[REQUIRED WORK]
Search the data below, and report every line in which "pixel" occurs.

[DATA RECORDS]
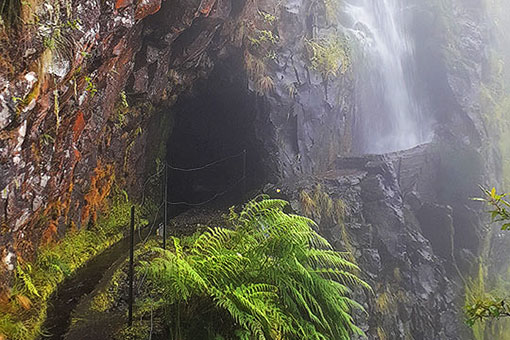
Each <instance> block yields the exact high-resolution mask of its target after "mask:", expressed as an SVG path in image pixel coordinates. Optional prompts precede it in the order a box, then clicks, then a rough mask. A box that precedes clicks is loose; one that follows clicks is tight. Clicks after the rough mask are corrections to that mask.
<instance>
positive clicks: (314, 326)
mask: <svg viewBox="0 0 510 340" xmlns="http://www.w3.org/2000/svg"><path fill="white" fill-rule="evenodd" d="M287 205H288V203H287V202H285V201H282V200H272V199H262V200H255V201H252V202H249V203H247V204H246V206H245V208H244V209H243V210H242V211H241V212H240V213H236V212H234V210H233V209H232V210H231V213H230V216H229V222H230V224H231V226H230V227H229V228H209V229H208V230H207V231H206V232H204V233H202V234H200V235H198V234H197V235H194V236H193V237H190V238H184V239H179V238H175V237H174V238H173V239H172V241H171V243H173V247H172V249H171V250H163V249H159V248H158V249H155V251H156V252H157V254H158V255H157V256H156V257H154V258H152V259H151V261H146V262H142V266H141V267H140V269H139V270H140V273H139V274H140V275H141V274H142V273H147V275H148V278H149V281H150V283H149V285H150V286H152V287H158V292H159V293H160V294H161V295H160V296H161V299H160V300H157V301H159V308H160V312H163V313H164V314H165V315H166V317H165V320H166V321H167V323H168V327H169V329H171V339H197V338H200V339H246V340H248V339H260V340H263V339H275V340H276V339H289V340H290V339H296V340H297V339H324V340H326V339H338V340H340V339H350V338H351V336H352V335H354V334H356V335H362V334H363V332H362V331H361V330H360V329H359V328H358V327H357V326H356V325H355V324H354V321H353V318H352V316H351V312H352V308H359V309H360V310H362V307H361V306H360V305H359V304H358V303H357V302H355V301H354V300H352V299H351V298H350V297H349V296H350V294H351V289H352V288H353V287H358V288H359V287H363V288H365V289H367V290H370V287H369V286H368V285H367V284H366V283H365V282H364V281H362V280H361V279H360V278H359V277H358V276H357V274H356V273H357V272H358V267H357V266H356V265H355V264H353V263H352V262H350V261H349V260H348V259H347V258H348V255H347V254H345V253H339V252H336V251H334V250H333V249H332V248H331V246H330V244H329V243H328V242H327V241H326V240H325V239H324V238H322V237H321V236H320V235H319V234H318V233H317V232H316V231H315V230H314V228H315V227H316V225H315V224H314V222H313V221H312V220H310V219H308V218H305V217H302V216H297V215H293V214H287V213H285V212H284V209H285V208H286V207H287ZM153 301H156V300H153Z"/></svg>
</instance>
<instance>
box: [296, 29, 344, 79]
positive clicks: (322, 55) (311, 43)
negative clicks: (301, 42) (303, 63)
mask: <svg viewBox="0 0 510 340" xmlns="http://www.w3.org/2000/svg"><path fill="white" fill-rule="evenodd" d="M306 48H307V53H308V60H309V62H310V66H311V68H312V69H313V70H315V71H317V72H319V73H320V74H321V75H322V77H323V78H324V79H328V78H329V77H330V76H331V77H337V76H338V75H341V74H344V73H345V72H346V71H347V69H348V68H349V66H350V60H349V55H348V50H347V48H346V47H345V44H344V43H343V42H342V41H341V40H340V39H339V38H338V37H336V36H331V37H329V38H322V39H315V40H307V41H306Z"/></svg>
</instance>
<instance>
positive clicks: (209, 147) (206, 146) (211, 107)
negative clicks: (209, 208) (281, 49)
mask: <svg viewBox="0 0 510 340" xmlns="http://www.w3.org/2000/svg"><path fill="white" fill-rule="evenodd" d="M240 63H241V62H240V60H239V59H236V58H230V59H228V60H226V61H224V62H221V63H219V64H218V65H217V66H216V67H215V69H214V70H213V71H212V73H211V74H210V76H209V77H208V78H207V79H204V80H201V81H198V82H197V84H196V85H195V87H194V88H193V89H192V91H190V92H189V93H188V94H186V95H183V96H182V97H181V98H179V100H178V101H177V103H176V105H175V106H174V107H173V108H172V110H174V112H173V116H174V123H173V132H172V134H171V136H170V138H169V141H168V144H167V145H168V148H167V162H168V164H169V165H170V167H169V170H168V171H169V173H168V185H167V190H168V201H169V202H172V204H170V206H172V207H173V209H171V211H173V212H179V211H182V210H183V209H185V208H189V207H193V206H201V205H209V204H210V203H211V204H216V205H218V204H219V205H222V206H224V205H226V204H234V203H237V202H239V201H241V200H242V199H243V198H246V196H247V195H248V193H249V192H250V191H253V189H255V188H257V187H259V186H260V184H261V183H262V182H263V179H264V174H263V166H262V158H261V155H260V150H261V147H260V143H259V142H258V141H257V139H256V136H255V127H254V122H255V120H256V118H257V108H258V105H257V101H258V98H257V96H256V95H255V94H252V93H250V92H249V90H248V88H247V80H246V77H245V76H244V73H243V72H236V71H235V70H242V65H241V64H240ZM176 168H181V169H195V170H192V171H183V170H179V169H176ZM243 176H244V178H245V179H243ZM250 195H251V194H250ZM177 202H185V203H186V204H176V203H177Z"/></svg>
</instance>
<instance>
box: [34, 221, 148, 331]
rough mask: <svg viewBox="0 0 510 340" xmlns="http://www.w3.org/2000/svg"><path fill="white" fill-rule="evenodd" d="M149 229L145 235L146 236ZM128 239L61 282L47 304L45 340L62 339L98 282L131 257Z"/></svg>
mask: <svg viewBox="0 0 510 340" xmlns="http://www.w3.org/2000/svg"><path fill="white" fill-rule="evenodd" d="M148 232H149V230H148V229H147V230H145V231H144V232H143V233H142V238H143V237H144V234H145V235H147V233H148ZM135 242H136V243H139V242H140V237H138V233H137V234H136V235H135ZM129 243H130V242H129V237H126V238H123V239H122V240H121V241H119V242H118V243H116V244H115V245H113V246H112V247H110V248H108V249H107V250H105V251H104V252H103V253H101V254H99V255H98V256H96V257H95V258H93V259H92V260H90V261H89V262H88V263H87V264H86V265H85V266H83V267H82V268H80V269H79V270H78V271H77V272H76V273H75V274H74V275H73V276H72V277H70V278H69V279H67V280H66V281H64V282H63V283H62V285H61V286H60V287H59V288H58V290H57V291H56V292H55V293H54V294H53V296H52V297H51V299H50V301H49V303H48V316H47V319H46V322H45V323H44V325H43V336H42V338H43V339H45V340H63V339H64V336H65V334H66V333H67V331H68V329H69V326H70V324H71V318H72V312H73V310H74V309H75V308H76V307H77V305H78V303H79V302H80V301H81V300H82V298H84V297H85V296H86V295H87V294H90V293H91V292H92V291H93V290H94V288H95V287H96V286H97V285H98V283H99V281H100V280H101V279H102V278H103V275H104V273H105V272H107V270H108V269H109V268H110V267H111V266H113V265H115V263H117V262H118V261H122V260H123V259H124V258H126V257H127V256H128V255H129Z"/></svg>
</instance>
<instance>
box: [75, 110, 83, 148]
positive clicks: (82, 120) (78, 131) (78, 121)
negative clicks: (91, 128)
mask: <svg viewBox="0 0 510 340" xmlns="http://www.w3.org/2000/svg"><path fill="white" fill-rule="evenodd" d="M84 128H85V118H84V117H83V112H82V111H79V112H78V114H77V115H76V120H75V121H74V125H73V142H74V143H76V141H78V139H79V138H80V136H81V133H82V132H83V129H84Z"/></svg>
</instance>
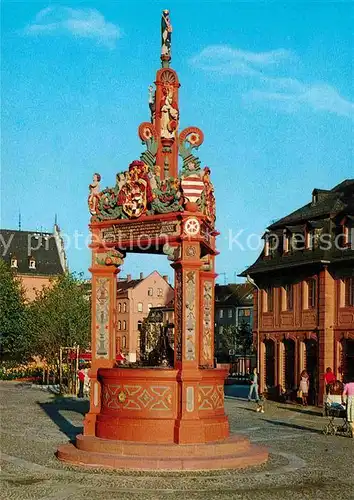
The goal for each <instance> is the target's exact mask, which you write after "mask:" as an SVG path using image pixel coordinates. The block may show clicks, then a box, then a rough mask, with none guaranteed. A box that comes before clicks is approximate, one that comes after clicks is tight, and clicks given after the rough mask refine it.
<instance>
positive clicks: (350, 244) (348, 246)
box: [347, 226, 354, 250]
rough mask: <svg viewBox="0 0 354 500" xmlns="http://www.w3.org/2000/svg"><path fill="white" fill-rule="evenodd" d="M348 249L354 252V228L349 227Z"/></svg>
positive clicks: (347, 238)
mask: <svg viewBox="0 0 354 500" xmlns="http://www.w3.org/2000/svg"><path fill="white" fill-rule="evenodd" d="M347 242H348V247H349V248H351V249H352V250H354V226H348V238H347Z"/></svg>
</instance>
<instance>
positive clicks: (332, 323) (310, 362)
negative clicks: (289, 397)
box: [241, 179, 354, 402]
mask: <svg viewBox="0 0 354 500" xmlns="http://www.w3.org/2000/svg"><path fill="white" fill-rule="evenodd" d="M247 275H250V276H251V278H253V279H254V281H255V282H256V284H257V286H258V287H259V289H260V297H259V304H260V310H259V311H258V293H257V291H256V293H255V297H254V330H253V331H254V336H255V337H256V336H257V333H258V332H259V336H260V377H261V386H262V388H263V389H264V388H267V390H268V392H270V393H272V392H273V393H274V394H278V395H279V393H280V392H281V391H284V390H285V391H287V392H288V393H290V394H291V393H293V394H294V392H295V390H296V388H297V386H298V383H299V377H300V373H301V371H302V370H303V369H306V370H307V371H308V372H309V375H310V396H311V398H312V401H313V402H321V401H322V397H323V393H324V378H323V374H324V372H325V370H326V368H327V367H331V368H332V369H333V370H334V372H335V374H336V376H337V377H338V378H339V379H343V378H345V377H346V376H349V375H351V376H353V375H354V180H353V179H351V180H350V179H349V180H346V181H344V182H342V183H341V184H339V185H337V186H335V187H334V188H332V189H329V190H324V189H314V190H313V193H312V200H311V202H310V203H308V204H307V205H305V206H303V207H301V208H299V209H298V210H296V211H295V212H293V213H291V214H290V215H287V216H286V217H284V218H282V219H280V220H278V221H277V222H276V223H274V224H272V225H271V226H269V227H268V230H267V232H266V233H265V235H264V250H263V252H262V254H261V255H260V257H259V258H258V259H257V261H256V262H255V263H254V264H253V265H252V266H251V267H249V268H248V269H247V270H246V271H244V272H243V273H242V274H241V276H247Z"/></svg>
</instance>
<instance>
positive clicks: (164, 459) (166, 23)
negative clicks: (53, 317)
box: [57, 11, 268, 470]
mask: <svg viewBox="0 0 354 500" xmlns="http://www.w3.org/2000/svg"><path fill="white" fill-rule="evenodd" d="M171 32H172V28H171V24H170V20H169V13H168V11H163V14H162V51H161V61H162V68H161V69H159V70H158V71H157V74H156V81H155V89H154V88H152V87H150V99H149V101H150V102H149V105H150V110H151V121H150V122H145V123H142V124H141V125H140V126H139V137H140V139H141V140H142V142H143V143H144V144H145V146H146V150H145V151H144V152H143V153H142V154H141V157H140V160H135V161H133V162H132V163H131V165H130V166H129V170H128V171H126V172H122V173H119V174H117V176H116V185H115V186H114V187H113V188H107V189H104V190H103V191H100V188H99V182H100V179H101V178H100V175H99V174H95V175H94V179H93V182H92V184H91V185H90V195H89V200H88V201H89V208H90V212H91V223H90V230H91V233H92V243H91V248H92V266H91V268H90V271H91V273H92V342H91V348H92V367H91V371H90V377H91V396H90V411H89V412H88V413H87V415H86V416H85V420H84V433H83V435H81V434H80V435H78V436H77V438H76V443H75V444H65V445H62V446H60V448H59V449H58V452H57V456H58V458H59V459H61V460H64V461H66V462H70V463H75V464H79V465H90V466H103V467H110V468H116V469H147V470H149V469H168V470H171V469H176V470H183V469H184V470H191V469H224V468H228V469H232V468H239V467H246V466H250V465H256V464H260V463H263V462H265V461H266V460H267V458H268V453H267V451H266V450H265V449H263V448H260V447H257V446H254V445H251V444H250V442H249V440H248V439H247V438H245V437H243V436H231V437H230V435H229V423H228V418H227V416H226V415H225V411H224V379H225V377H226V375H227V373H226V370H224V369H217V368H214V367H213V366H214V281H215V278H216V276H217V275H216V274H215V272H214V260H215V256H216V255H217V251H216V248H215V238H216V236H217V235H218V233H217V231H216V230H215V197H214V189H213V185H212V183H211V180H210V170H209V168H208V167H204V168H203V169H202V168H201V166H200V160H199V158H198V157H197V156H195V152H194V150H195V148H197V147H199V146H200V145H201V144H202V142H203V133H202V131H201V130H199V129H198V128H196V127H189V128H186V129H184V130H183V131H182V132H180V133H179V132H178V126H179V107H178V88H179V86H180V84H179V81H178V77H177V74H176V72H175V71H174V70H173V69H171V68H170V60H171ZM178 156H180V157H181V158H182V167H181V171H180V172H179V169H178ZM127 252H145V253H159V254H161V253H164V254H166V255H167V257H168V259H169V260H171V261H172V264H171V265H172V267H173V269H174V271H175V323H174V326H175V337H174V366H173V368H170V367H151V368H149V367H147V368H143V367H137V368H124V367H121V368H114V366H115V362H116V324H117V311H116V287H117V274H118V273H119V269H120V266H121V265H122V263H123V261H124V258H125V255H126V253H127Z"/></svg>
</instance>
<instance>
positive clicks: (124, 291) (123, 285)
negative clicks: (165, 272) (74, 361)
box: [117, 270, 173, 293]
mask: <svg viewBox="0 0 354 500" xmlns="http://www.w3.org/2000/svg"><path fill="white" fill-rule="evenodd" d="M154 273H155V274H157V275H158V276H159V277H160V278H161V279H162V280H163V281H165V280H164V278H163V276H161V274H160V273H159V272H158V271H156V270H155V271H152V272H151V273H150V274H148V276H145V278H139V279H135V280H133V279H129V281H128V279H127V278H123V279H122V280H120V279H118V281H117V291H118V292H119V293H124V292H126V291H127V290H130V289H131V288H136V287H137V286H138V285H140V283H142V282H143V281H145V280H147V279H148V278H149V277H150V276H151V275H153V274H154ZM165 283H167V284H168V286H169V287H170V288H172V290H173V287H172V286H171V285H170V283H168V282H167V281H165Z"/></svg>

[SOLUTION FOR THIS PROBLEM]
Each <instance> block yields the exact high-resolution mask of its target after "mask:", expressed as an SVG path in image pixel coordinates. Optional prompts precede it in the order a box, then clicks, then a rough mask. A box that precedes clicks is loose; one that follows clicks is tight. Clicks after the rough mask are corrections to that mask.
The goal for each <instance> is the target's exact mask, which you write after "mask:" as an SVG path using image pixel coordinates. The block may show clicks, then a box, then a rough mask, with none guaranteed. A box that comes before clicks is approximate, one that comes after clicks is tight, and clicks given after the rough mask refine it.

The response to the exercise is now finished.